Start SUPPLIED TEXT

DAY 3 Zelenci, Podkoren, Rateče
We woke up to the sound of rain outside our window so we thought it might be nice to have an easy day to recover and check the emerald green pools in Zelenci. In our book it was included as Walk 1 so it sounded promising. Poles again were left in the hotel room. This time there really was no need for them.
Following our guide we went towards village of Podkoren, crossing lovely flower meadows, passing traditional hayracks and admiring the views. (Bit of historic trivia: Sir Humphrey Davy, the English inventor of miner’s safety lamp, used to live in this little village).
From Podkoren the route joins the cycle track, which was built over the old railway line, closed in 1966. The track runs for miles and is well used by cyclists of all ages. There are plenty of benches and an occasional restaurant for those who need a break and some refreshments. I think I must have had a “bench day” and decided I wanted to sit on every single one I saw – more to stop and admire the views rather than because the walk was tiring. We ignored a couple of signs pointing us in the direction of Zelenci and followed the loop route from our book, going to Rateče first. The colourful beehives and a green-eyed fly are pretty much all I remember from passing that little village.
A short walk from Rateče we finally got to Zelenci. Since it’s right next to a road, there were a few more people than we expected or met along the way. It still wasn’t busy by any means and with a little patience we managed to get the place to ourselves, even if it was for a couple of minutes.
Zelenci are the pools that are the source of Sava river – the longest river in Slovenia, that crosses Croatia and eventually flows into Danube in Serbia. Apparently the pools never freeze and regardless of how cold it gets outside the water temperature stays at constant 5-6 degrees C.
But most of all they have this amazing emerald green colour, turning sky blue in places. And with the backdrop of Ponca and Jalovec they really are beautiful.
On a way back we passed a flied with ostriches: half an hour and 100 pictures later we were good to move on and go back to Kranjska Gora.
It was a slightly shorter day and we came back around 4. Strangely enough it so happened that each day going forward we were back at the same time – 4pm. And our first port of call was ice cream shop Charlie – highly recommended – big selection of delicious flavours and the scoops are very generous too. Every day after ice cream we went for a swim to the sister hotel of ours – Ramada resort, then shower, dinner and afterwards another sweet treat in slaščičarna Kala. After first visit in that place we knew we’d be back – slices are massive (some cakes were better than others, but that’s understandable – De gustibus non est disputandum), coffee delicious and staff very friendly…
DAY 4 Sredni Vrh, Gozd Martuljek, Martuljkov Slap
So we have this thing that we like seeing stuff that is on covers of our guide books. When we found out that the view on our Slovenian book was taken along the route to Sredni Vrh, which happened to be near Kranjska Gora, we had to include that walk in our plans.

End SUPPLIED TEXT
Start ITEMS

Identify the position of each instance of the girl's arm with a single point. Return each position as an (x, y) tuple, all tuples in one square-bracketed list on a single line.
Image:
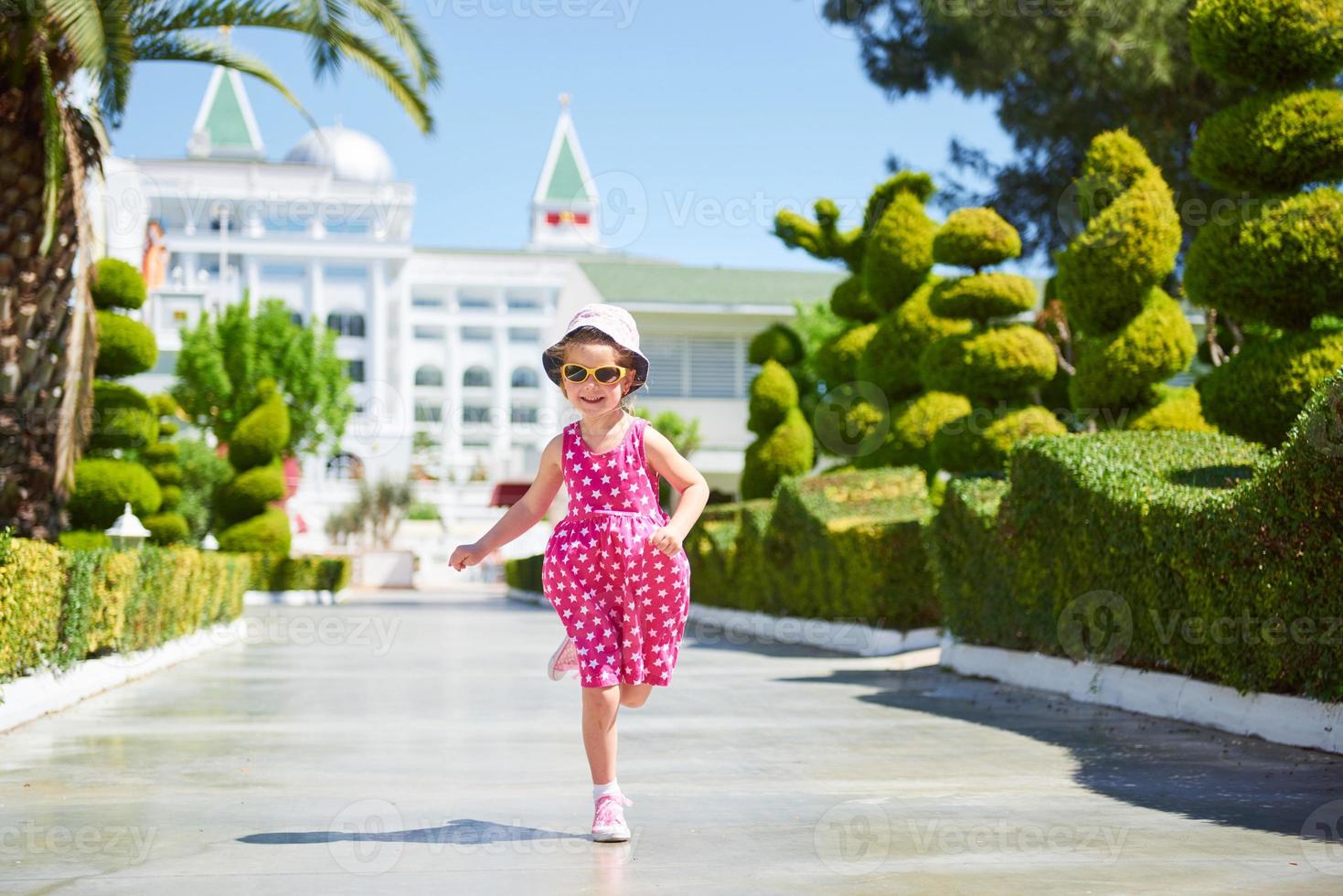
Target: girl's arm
[(687, 480), (521, 516)]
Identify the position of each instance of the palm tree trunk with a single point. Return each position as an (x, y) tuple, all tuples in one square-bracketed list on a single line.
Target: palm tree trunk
[(42, 423)]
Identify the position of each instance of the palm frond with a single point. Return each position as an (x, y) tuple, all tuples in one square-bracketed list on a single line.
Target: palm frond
[(187, 48)]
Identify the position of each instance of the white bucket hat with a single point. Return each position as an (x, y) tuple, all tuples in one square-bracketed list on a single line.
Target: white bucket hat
[(615, 323)]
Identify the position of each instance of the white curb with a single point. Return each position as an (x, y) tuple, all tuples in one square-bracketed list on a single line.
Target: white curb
[(1296, 721), (841, 637), (292, 598), (48, 690)]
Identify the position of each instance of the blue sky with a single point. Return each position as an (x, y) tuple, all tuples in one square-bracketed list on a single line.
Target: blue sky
[(698, 119)]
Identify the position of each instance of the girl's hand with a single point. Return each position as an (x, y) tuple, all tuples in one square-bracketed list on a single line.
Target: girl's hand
[(465, 555), (667, 540)]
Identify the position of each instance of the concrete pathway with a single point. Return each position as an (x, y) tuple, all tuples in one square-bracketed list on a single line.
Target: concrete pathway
[(411, 743)]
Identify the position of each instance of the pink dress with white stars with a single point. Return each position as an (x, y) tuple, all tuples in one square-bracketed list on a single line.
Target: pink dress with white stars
[(622, 601)]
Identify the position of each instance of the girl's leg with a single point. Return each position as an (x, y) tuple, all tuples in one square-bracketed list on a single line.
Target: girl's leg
[(634, 696), (601, 707)]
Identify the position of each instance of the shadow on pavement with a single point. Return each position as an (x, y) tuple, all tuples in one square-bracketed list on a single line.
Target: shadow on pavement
[(1156, 763), (460, 830)]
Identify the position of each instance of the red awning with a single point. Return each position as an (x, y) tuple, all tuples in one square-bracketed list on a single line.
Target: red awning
[(508, 493)]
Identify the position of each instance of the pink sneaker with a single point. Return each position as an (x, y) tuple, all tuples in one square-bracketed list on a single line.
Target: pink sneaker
[(563, 661), (609, 822)]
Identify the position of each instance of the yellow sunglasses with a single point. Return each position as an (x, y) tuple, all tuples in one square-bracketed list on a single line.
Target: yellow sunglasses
[(606, 374)]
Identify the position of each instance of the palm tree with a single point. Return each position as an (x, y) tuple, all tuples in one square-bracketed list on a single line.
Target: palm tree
[(48, 144)]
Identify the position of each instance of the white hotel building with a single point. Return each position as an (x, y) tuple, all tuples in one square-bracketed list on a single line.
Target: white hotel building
[(443, 346)]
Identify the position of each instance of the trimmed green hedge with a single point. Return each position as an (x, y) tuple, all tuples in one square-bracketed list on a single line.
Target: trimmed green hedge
[(1222, 560), (59, 606)]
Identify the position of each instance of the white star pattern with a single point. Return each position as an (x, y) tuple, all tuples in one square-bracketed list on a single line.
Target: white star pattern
[(601, 561)]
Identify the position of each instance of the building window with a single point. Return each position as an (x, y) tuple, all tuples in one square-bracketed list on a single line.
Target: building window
[(429, 375), (344, 468), (427, 412), (523, 304), (526, 378), (469, 303), (346, 323)]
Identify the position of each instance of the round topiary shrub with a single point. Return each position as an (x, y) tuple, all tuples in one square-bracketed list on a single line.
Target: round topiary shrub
[(1260, 391), (898, 254), (1274, 43), (1119, 369), (114, 283), (773, 394), (1272, 143), (837, 359), (975, 238), (261, 435), (268, 534), (125, 347), (984, 295), (166, 528), (121, 417), (850, 301), (787, 450), (1282, 265), (890, 357), (776, 343), (1002, 361), (982, 441), (102, 489)]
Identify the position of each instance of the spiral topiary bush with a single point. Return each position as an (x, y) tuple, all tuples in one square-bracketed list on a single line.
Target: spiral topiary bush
[(1131, 335), (1277, 262)]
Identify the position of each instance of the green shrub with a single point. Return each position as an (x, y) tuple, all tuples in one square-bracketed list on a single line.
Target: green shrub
[(890, 357), (125, 347), (1277, 43), (31, 587), (1272, 143), (787, 450), (999, 361), (898, 254), (261, 435), (773, 394), (83, 540), (114, 283), (776, 343), (1119, 369), (984, 295), (121, 417), (1280, 265), (250, 493), (982, 441), (1259, 392), (102, 489), (852, 303), (976, 238), (266, 532)]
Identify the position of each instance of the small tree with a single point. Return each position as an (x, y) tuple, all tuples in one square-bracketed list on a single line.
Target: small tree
[(997, 366)]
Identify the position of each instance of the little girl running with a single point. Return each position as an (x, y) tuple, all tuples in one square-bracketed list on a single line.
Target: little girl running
[(614, 567)]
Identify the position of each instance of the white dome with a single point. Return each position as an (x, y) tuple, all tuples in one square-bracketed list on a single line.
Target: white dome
[(351, 154)]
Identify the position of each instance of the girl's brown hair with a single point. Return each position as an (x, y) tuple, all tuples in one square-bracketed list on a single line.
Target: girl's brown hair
[(592, 336)]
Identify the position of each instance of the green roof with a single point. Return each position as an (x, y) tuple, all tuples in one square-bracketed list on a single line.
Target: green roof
[(675, 283), (566, 180)]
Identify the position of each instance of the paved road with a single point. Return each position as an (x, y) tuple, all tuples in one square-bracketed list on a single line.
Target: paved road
[(411, 743)]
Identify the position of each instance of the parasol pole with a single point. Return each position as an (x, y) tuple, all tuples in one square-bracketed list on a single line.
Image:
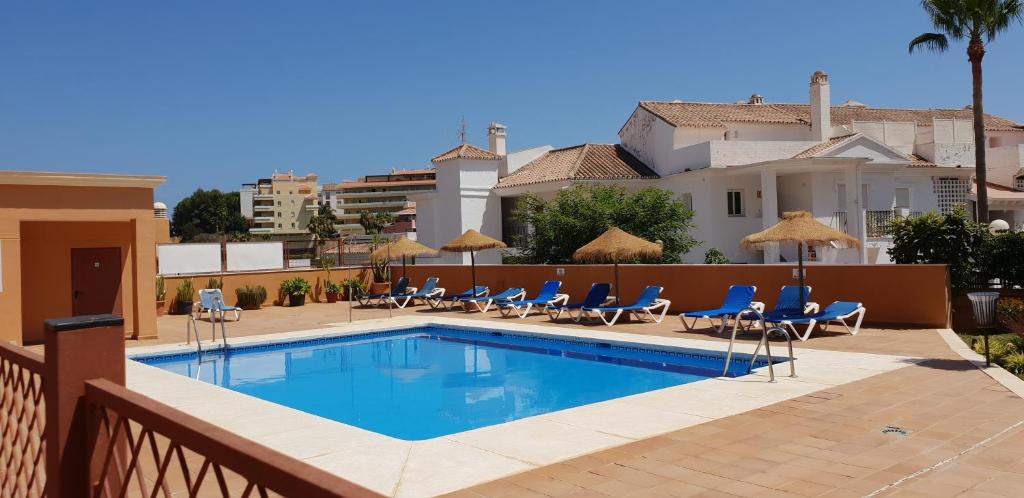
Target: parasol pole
[(800, 266), (617, 289), (472, 265)]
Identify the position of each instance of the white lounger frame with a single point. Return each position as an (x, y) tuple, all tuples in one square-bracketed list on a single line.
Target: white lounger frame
[(410, 298), (860, 312), (647, 314), (522, 312)]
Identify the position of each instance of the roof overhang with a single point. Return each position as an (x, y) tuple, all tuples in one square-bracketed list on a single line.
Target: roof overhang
[(79, 179)]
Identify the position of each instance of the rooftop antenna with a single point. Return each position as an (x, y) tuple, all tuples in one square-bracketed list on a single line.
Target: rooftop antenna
[(462, 131)]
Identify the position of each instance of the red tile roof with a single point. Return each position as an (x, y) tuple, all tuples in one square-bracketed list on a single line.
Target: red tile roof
[(716, 115), (466, 151), (586, 162)]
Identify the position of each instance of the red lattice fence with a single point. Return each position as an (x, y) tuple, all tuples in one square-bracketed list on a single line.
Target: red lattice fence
[(23, 423)]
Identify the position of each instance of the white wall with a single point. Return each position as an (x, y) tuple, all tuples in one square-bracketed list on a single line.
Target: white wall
[(187, 258)]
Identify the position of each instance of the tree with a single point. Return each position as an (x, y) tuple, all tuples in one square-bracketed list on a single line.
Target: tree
[(208, 212), (374, 223), (978, 22), (322, 224), (578, 215), (950, 239)]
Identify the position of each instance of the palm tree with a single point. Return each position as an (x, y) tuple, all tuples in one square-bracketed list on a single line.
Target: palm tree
[(978, 22)]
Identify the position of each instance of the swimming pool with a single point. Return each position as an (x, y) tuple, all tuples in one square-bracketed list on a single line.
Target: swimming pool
[(423, 382)]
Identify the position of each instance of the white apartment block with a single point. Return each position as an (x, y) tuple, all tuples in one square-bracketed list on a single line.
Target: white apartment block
[(378, 194), (281, 205), (739, 166)]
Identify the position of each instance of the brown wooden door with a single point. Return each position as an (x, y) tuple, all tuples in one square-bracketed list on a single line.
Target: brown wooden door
[(95, 281)]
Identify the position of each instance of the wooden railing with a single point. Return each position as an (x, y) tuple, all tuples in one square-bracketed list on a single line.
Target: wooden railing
[(84, 433), (23, 423)]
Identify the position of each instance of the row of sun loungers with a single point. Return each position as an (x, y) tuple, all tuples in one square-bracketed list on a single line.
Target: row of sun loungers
[(738, 305)]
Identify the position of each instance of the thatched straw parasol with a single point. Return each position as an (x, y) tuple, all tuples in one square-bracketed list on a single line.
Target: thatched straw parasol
[(470, 242), (799, 226), (403, 247), (613, 246)]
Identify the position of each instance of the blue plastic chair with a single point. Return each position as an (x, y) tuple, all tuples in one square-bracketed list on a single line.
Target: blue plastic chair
[(595, 297), (548, 296), (738, 298), (643, 307), (429, 290)]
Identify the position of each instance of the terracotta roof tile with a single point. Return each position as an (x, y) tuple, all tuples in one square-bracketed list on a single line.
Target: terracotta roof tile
[(824, 146), (466, 151), (586, 162), (716, 115)]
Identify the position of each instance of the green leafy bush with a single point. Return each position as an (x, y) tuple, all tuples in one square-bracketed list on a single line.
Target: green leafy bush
[(577, 216), (950, 239), (714, 256), (250, 297), (185, 291), (296, 287)]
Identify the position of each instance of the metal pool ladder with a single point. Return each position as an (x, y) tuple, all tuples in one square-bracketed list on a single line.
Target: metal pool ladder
[(193, 326), (765, 334)]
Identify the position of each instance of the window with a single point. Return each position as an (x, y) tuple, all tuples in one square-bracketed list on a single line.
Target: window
[(902, 198), (735, 201)]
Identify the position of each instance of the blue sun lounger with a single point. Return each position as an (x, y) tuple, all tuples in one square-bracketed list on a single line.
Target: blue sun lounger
[(837, 312), (429, 290), (643, 307), (738, 298), (508, 295), (595, 298), (452, 300), (548, 296), (398, 289), (787, 304)]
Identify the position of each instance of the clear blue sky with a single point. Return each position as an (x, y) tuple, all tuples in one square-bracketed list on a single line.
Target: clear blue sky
[(212, 94)]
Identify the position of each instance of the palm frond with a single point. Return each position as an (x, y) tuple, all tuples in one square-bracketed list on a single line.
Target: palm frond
[(935, 42)]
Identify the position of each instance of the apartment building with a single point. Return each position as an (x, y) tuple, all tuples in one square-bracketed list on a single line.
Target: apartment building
[(281, 205), (740, 165), (378, 194)]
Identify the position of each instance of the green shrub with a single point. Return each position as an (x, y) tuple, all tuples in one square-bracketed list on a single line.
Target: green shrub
[(296, 287), (714, 256), (251, 297), (185, 291)]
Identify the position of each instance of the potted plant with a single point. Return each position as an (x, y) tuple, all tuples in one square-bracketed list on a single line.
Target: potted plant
[(355, 285), (161, 296), (1010, 314), (250, 297), (296, 289), (183, 297), (333, 291)]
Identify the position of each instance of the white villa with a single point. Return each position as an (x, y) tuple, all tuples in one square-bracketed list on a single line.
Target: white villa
[(739, 166)]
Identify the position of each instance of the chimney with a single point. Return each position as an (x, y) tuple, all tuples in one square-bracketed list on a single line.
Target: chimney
[(497, 134), (820, 108)]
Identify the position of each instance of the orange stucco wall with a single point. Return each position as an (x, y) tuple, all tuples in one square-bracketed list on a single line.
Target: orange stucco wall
[(898, 294), (39, 225), (269, 280)]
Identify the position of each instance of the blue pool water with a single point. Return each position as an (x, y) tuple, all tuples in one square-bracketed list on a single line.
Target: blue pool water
[(425, 382)]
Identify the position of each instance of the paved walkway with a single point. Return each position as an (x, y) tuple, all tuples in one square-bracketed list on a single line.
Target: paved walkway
[(963, 436)]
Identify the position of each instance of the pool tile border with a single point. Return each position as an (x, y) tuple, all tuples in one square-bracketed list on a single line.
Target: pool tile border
[(488, 453)]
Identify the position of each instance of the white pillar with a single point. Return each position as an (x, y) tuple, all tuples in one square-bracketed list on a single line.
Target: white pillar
[(769, 210), (855, 208)]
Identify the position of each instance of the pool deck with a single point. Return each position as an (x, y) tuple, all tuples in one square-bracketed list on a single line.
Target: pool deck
[(967, 436)]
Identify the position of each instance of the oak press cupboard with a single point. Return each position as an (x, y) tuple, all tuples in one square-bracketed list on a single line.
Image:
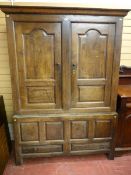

End ITEMS

» **REQUIREMENT**
Carry on the travel account of the Slovenian walks from its last sentence, starting with the Day 4 walk toward Sredni Vrh. The data is separate material and stands apart from the walking account.

» **ANSWER TO THE EXERCISE**
Brief description of the walk promised wonderful views (eg cover photo) so we hoped for good weather and neither disappointed.
As instructed we followed the Route 2, through the forest, past Galerše towards village of Sredni Vrh. The ascent is gentle and the total climb on this section was only about 300m, so quite a nice and easy walk. When we reached the balcony path the promised views opened up: Velika Pišnica valley with magnificent peaks of Vršić, Razor and Prisank in the background.
When we finally picked up our dropped jaws and finished taking pictures we continued on. (By the way we didn’t get to take the cover photo – we figured it was taken from a terrace of a nearby house rather than from the path). We saw our route’s marker pointing up but unsure where the up was, we carried on up on the main path. Soon enough we realised (thanks to smartphone’s GPS!) that we weren’t going quite in direction we planned so we turned and back tracked our footsteps to the marker we saw earlier. After squeezing past the cattle gate and scrambling up the little hill we finally found the path we were supposed to be on – the obvious path doesn’t always turn out to be the right one…
Original plan was to get to Sredni Vrh and take route 19 back to Kranjska Gora. But since the day was still young and we were relatively close to Gozd Martuljek, which was a starting point of another walk we wanted to take, we decided to go for it. As there is no marked route to Gozd Martuljek from Sredni Vrh we just followed the road – hairpin after hairpin on tarmac road wasn’t much fun but 40 minutes later we were back on a marked route – this time route 6 towards Martuljkov slaps.
The track runs through a spectacular gorge with steep walls on either side before it starts climbing up towards first of the waterfalls: the Spodnji slap (lower fall). It is a more impressive of the two and runs 29m from the top.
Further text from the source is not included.